Data entries:
──────────
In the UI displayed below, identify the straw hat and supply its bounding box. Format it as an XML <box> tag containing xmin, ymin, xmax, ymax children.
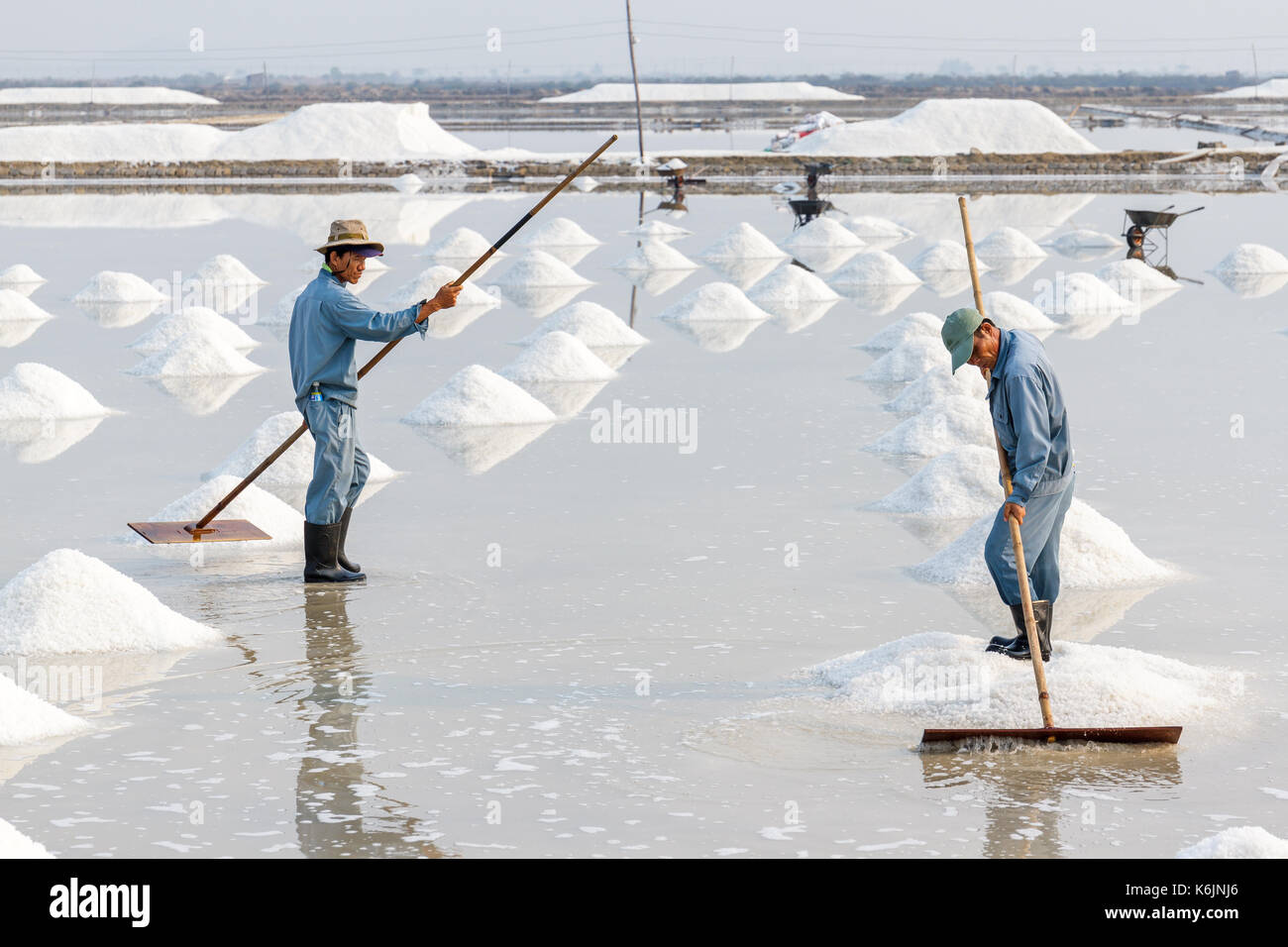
<box><xmin>318</xmin><ymin>220</ymin><xmax>385</xmax><ymax>257</ymax></box>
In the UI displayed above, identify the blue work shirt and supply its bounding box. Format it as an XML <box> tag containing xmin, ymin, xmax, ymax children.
<box><xmin>288</xmin><ymin>268</ymin><xmax>429</xmax><ymax>407</ymax></box>
<box><xmin>988</xmin><ymin>329</ymin><xmax>1073</xmax><ymax>506</ymax></box>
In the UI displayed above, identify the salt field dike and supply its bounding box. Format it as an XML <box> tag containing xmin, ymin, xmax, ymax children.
<box><xmin>0</xmin><ymin>0</ymin><xmax>1288</xmax><ymax>917</ymax></box>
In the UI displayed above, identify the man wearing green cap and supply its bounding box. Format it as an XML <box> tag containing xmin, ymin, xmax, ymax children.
<box><xmin>940</xmin><ymin>308</ymin><xmax>1074</xmax><ymax>661</ymax></box>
──────────
Problem details: Reproduce every line of the data above verbatim, omitting the picture.

Answer in full:
In the UI displayed below, identify the straw hat and supply its bounding box. Format it as an XML <box> tag containing xmin, ymin, xmax, ymax children.
<box><xmin>318</xmin><ymin>220</ymin><xmax>385</xmax><ymax>257</ymax></box>
In the UI displayed above, identify the blue work shirt and supply its bounding box. Format it as an XML <box> tag containing xmin, ymin, xmax, ymax children.
<box><xmin>288</xmin><ymin>268</ymin><xmax>429</xmax><ymax>407</ymax></box>
<box><xmin>988</xmin><ymin>329</ymin><xmax>1073</xmax><ymax>506</ymax></box>
In the UI displayed above, identify the salt field dike and supply its bounding box. Format it as an XML <box> tag containing xmin, ymin, xmax, ymax children.
<box><xmin>0</xmin><ymin>0</ymin><xmax>1288</xmax><ymax>917</ymax></box>
In the UI displayed above, identify the man wearing green cap and supply its bounding box. Format it as an XML <box> tag containing xmin, ymin, xmax, ymax children.
<box><xmin>940</xmin><ymin>308</ymin><xmax>1074</xmax><ymax>661</ymax></box>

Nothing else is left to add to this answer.